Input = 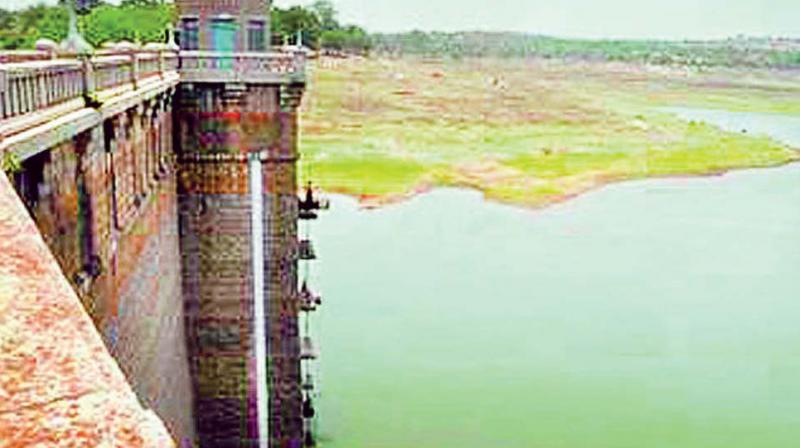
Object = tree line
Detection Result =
[0,0,800,68]
[0,0,372,53]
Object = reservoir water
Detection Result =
[311,110,800,448]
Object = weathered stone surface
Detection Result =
[0,175,172,448]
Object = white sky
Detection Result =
[0,0,800,38]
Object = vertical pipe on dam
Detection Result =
[250,152,269,448]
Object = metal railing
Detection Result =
[179,51,306,84]
[0,51,178,120]
[0,49,306,120]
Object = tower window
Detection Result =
[247,20,267,51]
[181,19,200,51]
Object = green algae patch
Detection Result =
[303,155,428,196]
[301,59,800,207]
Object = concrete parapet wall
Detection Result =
[0,170,174,448]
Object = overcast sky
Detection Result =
[0,0,800,38]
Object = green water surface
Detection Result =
[311,111,800,448]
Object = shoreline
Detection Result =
[320,153,800,210]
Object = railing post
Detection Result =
[131,52,139,90]
[0,67,9,118]
[81,56,97,97]
[158,50,167,79]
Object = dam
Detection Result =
[0,0,319,447]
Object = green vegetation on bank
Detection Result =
[0,0,175,49]
[372,31,800,68]
[0,0,371,53]
[301,58,800,206]
[0,0,800,69]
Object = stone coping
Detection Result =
[0,174,175,448]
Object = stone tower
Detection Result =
[175,0,305,448]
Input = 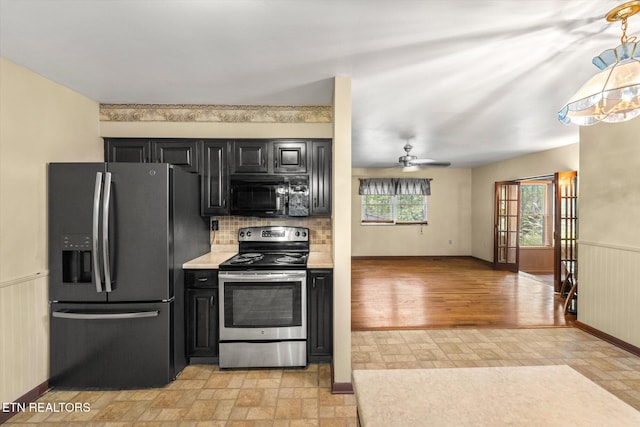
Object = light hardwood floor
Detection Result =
[351,257,574,331]
[7,258,640,427]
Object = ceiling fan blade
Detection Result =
[409,159,451,168]
[407,159,437,165]
[416,162,451,168]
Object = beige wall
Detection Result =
[0,58,103,402]
[351,168,471,256]
[331,77,352,384]
[578,119,640,347]
[471,143,581,262]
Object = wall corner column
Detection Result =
[331,77,353,393]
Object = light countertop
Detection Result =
[182,252,333,270]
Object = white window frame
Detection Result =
[360,195,428,225]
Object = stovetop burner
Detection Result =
[220,253,308,270]
[220,226,309,270]
[227,253,264,264]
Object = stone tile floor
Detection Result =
[6,328,640,427]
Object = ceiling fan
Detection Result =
[396,143,451,172]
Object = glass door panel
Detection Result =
[493,181,520,272]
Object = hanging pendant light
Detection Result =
[558,1,640,126]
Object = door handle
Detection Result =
[102,172,112,292]
[51,310,160,320]
[91,172,102,292]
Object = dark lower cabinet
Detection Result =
[185,270,218,363]
[307,269,333,363]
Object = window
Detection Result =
[520,181,553,246]
[359,178,431,224]
[361,195,427,224]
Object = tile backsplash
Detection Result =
[211,216,333,250]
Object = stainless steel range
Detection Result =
[218,226,309,368]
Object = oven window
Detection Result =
[224,282,302,328]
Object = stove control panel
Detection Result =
[238,226,309,242]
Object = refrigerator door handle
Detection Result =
[92,172,102,292]
[51,310,160,320]
[102,172,112,292]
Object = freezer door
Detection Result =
[48,163,106,302]
[103,163,173,302]
[49,303,177,389]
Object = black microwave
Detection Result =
[230,175,309,217]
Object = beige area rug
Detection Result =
[353,365,640,427]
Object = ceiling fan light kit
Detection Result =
[558,1,640,126]
[397,143,451,172]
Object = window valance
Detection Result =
[358,178,431,196]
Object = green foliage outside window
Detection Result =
[361,195,427,224]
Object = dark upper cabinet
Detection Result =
[273,141,307,173]
[104,138,151,163]
[200,140,229,215]
[309,140,331,216]
[231,140,269,173]
[151,139,200,173]
[307,269,333,363]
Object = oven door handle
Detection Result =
[218,271,307,282]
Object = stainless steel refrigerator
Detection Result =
[48,163,209,389]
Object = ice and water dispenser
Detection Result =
[62,234,92,283]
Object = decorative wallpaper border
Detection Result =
[100,104,333,123]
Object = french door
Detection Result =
[554,172,578,292]
[493,181,520,273]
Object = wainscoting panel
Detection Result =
[0,274,49,402]
[578,241,640,347]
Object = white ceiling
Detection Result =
[0,0,640,167]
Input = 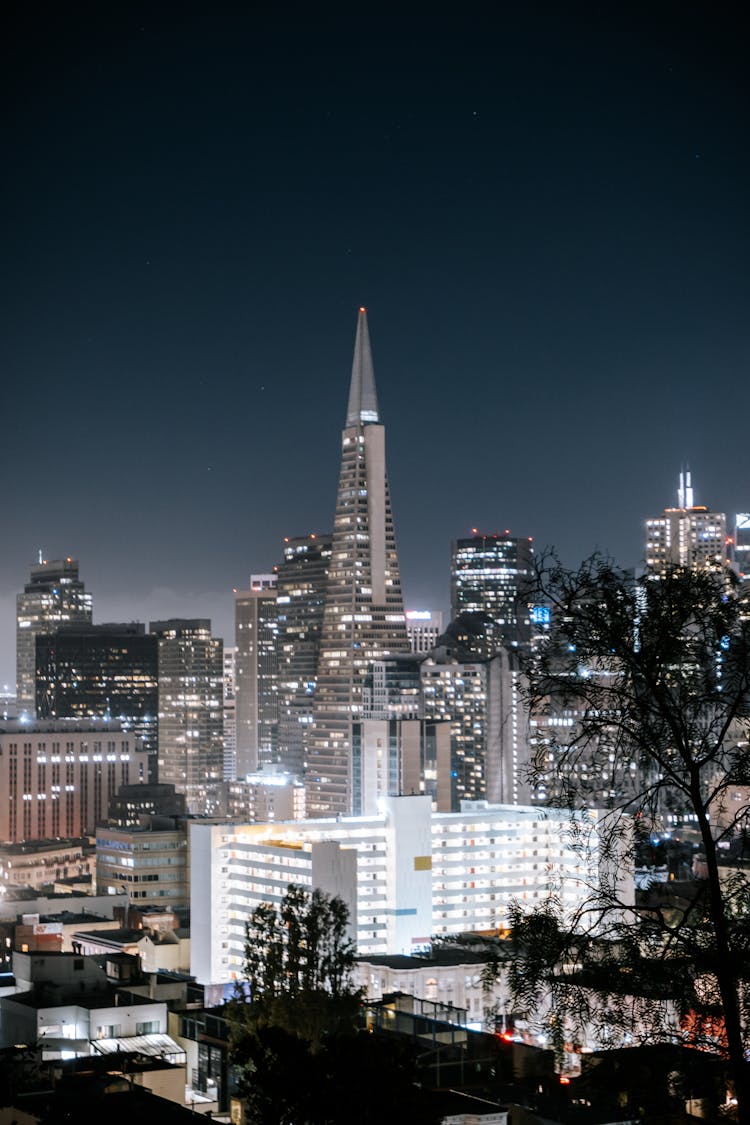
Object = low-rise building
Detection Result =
[190,795,616,984]
[0,719,148,843]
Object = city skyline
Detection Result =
[0,5,750,683]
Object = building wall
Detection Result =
[190,797,611,983]
[151,619,224,815]
[0,721,148,843]
[97,827,190,908]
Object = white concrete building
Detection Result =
[0,719,148,842]
[190,795,616,984]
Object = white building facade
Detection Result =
[190,795,616,984]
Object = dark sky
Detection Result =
[0,0,750,680]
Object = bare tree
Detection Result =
[510,555,750,1122]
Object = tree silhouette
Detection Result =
[510,555,750,1122]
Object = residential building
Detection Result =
[190,795,616,984]
[224,645,237,781]
[151,618,224,815]
[0,952,168,1059]
[306,308,409,816]
[234,574,279,777]
[97,817,190,909]
[405,610,443,655]
[0,719,148,843]
[226,766,305,822]
[16,552,91,718]
[277,534,332,777]
[36,622,159,781]
[107,782,187,828]
[0,837,96,897]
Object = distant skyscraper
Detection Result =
[16,559,91,716]
[234,574,279,777]
[645,470,731,575]
[151,618,224,813]
[406,610,443,654]
[451,531,534,658]
[36,622,159,781]
[306,308,409,817]
[277,536,331,776]
[732,512,750,582]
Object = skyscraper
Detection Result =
[16,552,91,716]
[36,622,159,781]
[277,534,331,777]
[151,618,224,815]
[451,531,534,658]
[645,469,730,575]
[234,574,279,777]
[306,308,409,817]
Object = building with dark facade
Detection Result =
[277,534,331,776]
[151,618,224,815]
[36,622,159,781]
[451,531,534,659]
[234,574,279,777]
[16,558,91,717]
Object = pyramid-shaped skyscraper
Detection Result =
[306,308,409,817]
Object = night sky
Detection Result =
[0,0,750,681]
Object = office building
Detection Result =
[36,622,159,781]
[277,534,332,777]
[0,719,148,843]
[16,558,91,717]
[421,648,530,812]
[451,530,534,659]
[234,574,279,777]
[107,782,188,828]
[224,645,237,781]
[645,470,731,576]
[306,308,409,816]
[151,618,224,815]
[97,816,190,909]
[190,797,616,984]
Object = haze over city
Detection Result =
[0,5,750,683]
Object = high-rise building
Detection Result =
[16,558,91,716]
[306,308,409,817]
[36,622,159,781]
[151,618,224,815]
[0,719,148,842]
[234,574,279,777]
[224,645,237,781]
[421,648,530,812]
[732,512,750,582]
[277,534,331,777]
[645,469,731,575]
[451,530,534,658]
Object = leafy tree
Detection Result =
[231,885,440,1125]
[510,556,750,1122]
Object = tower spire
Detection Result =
[346,307,380,428]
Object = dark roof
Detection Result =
[356,946,490,970]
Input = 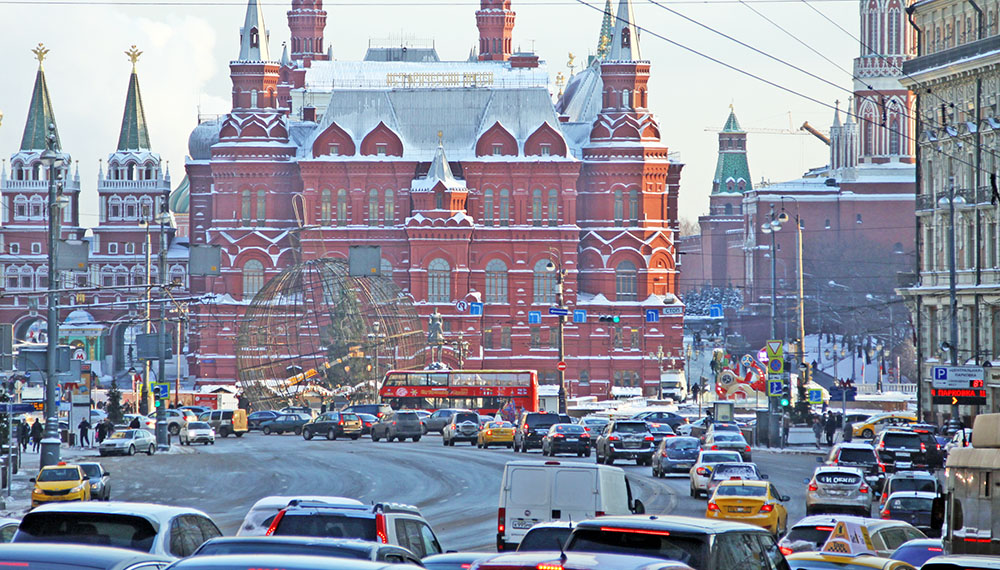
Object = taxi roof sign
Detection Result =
[822,521,876,556]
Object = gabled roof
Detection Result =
[21,51,62,151]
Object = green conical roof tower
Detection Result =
[597,0,615,59]
[712,105,753,194]
[21,44,62,151]
[118,46,152,151]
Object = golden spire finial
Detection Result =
[125,44,142,71]
[31,42,49,69]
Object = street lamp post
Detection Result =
[545,261,566,414]
[39,123,64,467]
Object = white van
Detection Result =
[497,461,645,552]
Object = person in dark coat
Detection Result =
[31,420,42,452]
[76,418,90,447]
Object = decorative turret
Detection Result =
[288,0,327,63]
[476,0,515,61]
[712,105,753,194]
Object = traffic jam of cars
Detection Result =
[0,405,1000,570]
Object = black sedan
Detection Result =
[542,424,590,457]
[247,410,279,431]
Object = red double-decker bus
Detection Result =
[379,370,538,414]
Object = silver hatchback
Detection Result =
[806,465,872,517]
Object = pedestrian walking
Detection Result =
[31,420,42,453]
[813,417,823,449]
[76,418,90,447]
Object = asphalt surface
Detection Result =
[95,432,816,551]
################
▶ _SET EXERCISE_
Copy the rows from the line with "Object = light countertop" up to and including the line with "[396,143,451,172]", keeping every character the same.

▶ _TASK ANSWER_
Object = light countertop
Detection Result =
[182,252,333,270]
Object = white window frame
Detection Result =
[360,195,428,225]
Object = stovetop burner
Detection Result =
[220,253,308,270]
[220,226,309,270]
[227,253,264,264]
Object = stone tile floor
Detection Result =
[6,328,640,427]
Object = ceiling fan
Detection Result =
[396,143,451,172]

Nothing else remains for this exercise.